YOUR TASK: Output as a JSON list of strings the lines starting at the line that contains "--target white fuselage" and ending at the line that contains "Give the mask of every instance of the white", one string per line, with blank lines omitted.

========================================================================

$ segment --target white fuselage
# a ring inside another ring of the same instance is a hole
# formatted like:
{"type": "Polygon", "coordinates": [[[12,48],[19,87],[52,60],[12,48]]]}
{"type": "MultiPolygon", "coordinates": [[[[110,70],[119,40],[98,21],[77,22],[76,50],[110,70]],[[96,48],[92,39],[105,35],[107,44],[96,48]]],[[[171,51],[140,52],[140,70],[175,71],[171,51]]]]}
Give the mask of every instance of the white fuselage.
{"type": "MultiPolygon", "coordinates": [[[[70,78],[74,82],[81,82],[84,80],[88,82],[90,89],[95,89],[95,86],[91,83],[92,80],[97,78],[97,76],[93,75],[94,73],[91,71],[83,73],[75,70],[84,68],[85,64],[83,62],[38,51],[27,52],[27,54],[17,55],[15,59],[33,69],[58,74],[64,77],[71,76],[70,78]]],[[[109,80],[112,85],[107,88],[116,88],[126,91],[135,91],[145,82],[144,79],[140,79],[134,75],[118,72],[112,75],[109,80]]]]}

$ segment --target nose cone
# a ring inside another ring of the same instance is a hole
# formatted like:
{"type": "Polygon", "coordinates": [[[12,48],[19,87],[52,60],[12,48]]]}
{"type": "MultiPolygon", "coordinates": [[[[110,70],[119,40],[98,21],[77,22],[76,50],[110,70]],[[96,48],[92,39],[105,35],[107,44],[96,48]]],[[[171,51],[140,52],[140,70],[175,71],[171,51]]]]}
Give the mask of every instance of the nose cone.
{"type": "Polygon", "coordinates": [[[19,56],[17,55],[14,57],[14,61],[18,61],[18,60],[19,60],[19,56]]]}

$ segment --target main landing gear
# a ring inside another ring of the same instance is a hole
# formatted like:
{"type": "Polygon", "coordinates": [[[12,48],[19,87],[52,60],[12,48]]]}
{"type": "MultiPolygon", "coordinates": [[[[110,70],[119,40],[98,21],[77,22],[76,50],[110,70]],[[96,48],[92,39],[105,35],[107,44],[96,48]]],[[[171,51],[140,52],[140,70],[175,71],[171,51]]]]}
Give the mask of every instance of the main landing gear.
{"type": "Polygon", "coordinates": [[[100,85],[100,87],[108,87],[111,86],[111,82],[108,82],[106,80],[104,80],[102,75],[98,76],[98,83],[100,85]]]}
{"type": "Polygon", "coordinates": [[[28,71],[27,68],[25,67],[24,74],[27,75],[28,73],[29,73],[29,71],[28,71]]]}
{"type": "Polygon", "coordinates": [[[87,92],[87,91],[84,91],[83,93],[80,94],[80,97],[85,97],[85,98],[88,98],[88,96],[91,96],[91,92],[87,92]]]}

========================================================================

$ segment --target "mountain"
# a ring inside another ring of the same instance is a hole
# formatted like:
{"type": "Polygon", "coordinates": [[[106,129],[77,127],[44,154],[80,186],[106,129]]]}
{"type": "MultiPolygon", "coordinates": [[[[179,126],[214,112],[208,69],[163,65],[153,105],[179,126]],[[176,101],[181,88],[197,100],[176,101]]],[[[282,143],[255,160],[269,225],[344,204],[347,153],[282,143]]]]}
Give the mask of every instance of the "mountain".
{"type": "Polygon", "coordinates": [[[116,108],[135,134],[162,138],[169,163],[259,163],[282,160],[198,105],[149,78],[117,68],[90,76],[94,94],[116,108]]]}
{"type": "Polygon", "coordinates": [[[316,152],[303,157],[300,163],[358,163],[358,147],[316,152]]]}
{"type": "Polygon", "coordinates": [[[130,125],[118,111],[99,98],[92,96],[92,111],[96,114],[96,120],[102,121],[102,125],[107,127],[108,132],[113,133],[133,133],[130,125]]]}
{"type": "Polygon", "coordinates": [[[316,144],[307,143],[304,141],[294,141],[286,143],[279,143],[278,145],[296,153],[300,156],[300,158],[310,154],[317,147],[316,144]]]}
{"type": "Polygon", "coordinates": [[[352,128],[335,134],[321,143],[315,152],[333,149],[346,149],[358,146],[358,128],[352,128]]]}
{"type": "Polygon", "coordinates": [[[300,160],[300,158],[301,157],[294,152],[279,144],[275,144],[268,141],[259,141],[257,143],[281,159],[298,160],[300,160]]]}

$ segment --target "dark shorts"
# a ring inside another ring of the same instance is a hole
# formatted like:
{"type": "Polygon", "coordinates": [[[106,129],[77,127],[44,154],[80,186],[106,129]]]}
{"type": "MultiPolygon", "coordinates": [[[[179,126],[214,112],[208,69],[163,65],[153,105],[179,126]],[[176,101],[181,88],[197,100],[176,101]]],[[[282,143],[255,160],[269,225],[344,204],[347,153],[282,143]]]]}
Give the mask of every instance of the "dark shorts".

========================================================================

RESULT OF THIS TASK:
[
  "$ segment --target white fuselage",
  "# a ring inside another ring of the same instance is a hole",
  "# formatted like:",
  "{\"type\": \"Polygon\", \"coordinates\": [[[12,48],[19,87],[52,60],[12,48]]]}",
  "{\"type\": \"MultiPolygon\", \"coordinates\": [[[[110,70],[119,40],[98,21],[77,22],[76,50],[110,70]],[[96,48],[92,39],[105,35],[107,44],[96,48]]],[[[171,51],[140,52],[140,70],[175,71],[171,51]]]]}",
  "Give the mask of every instance of the white fuselage."
]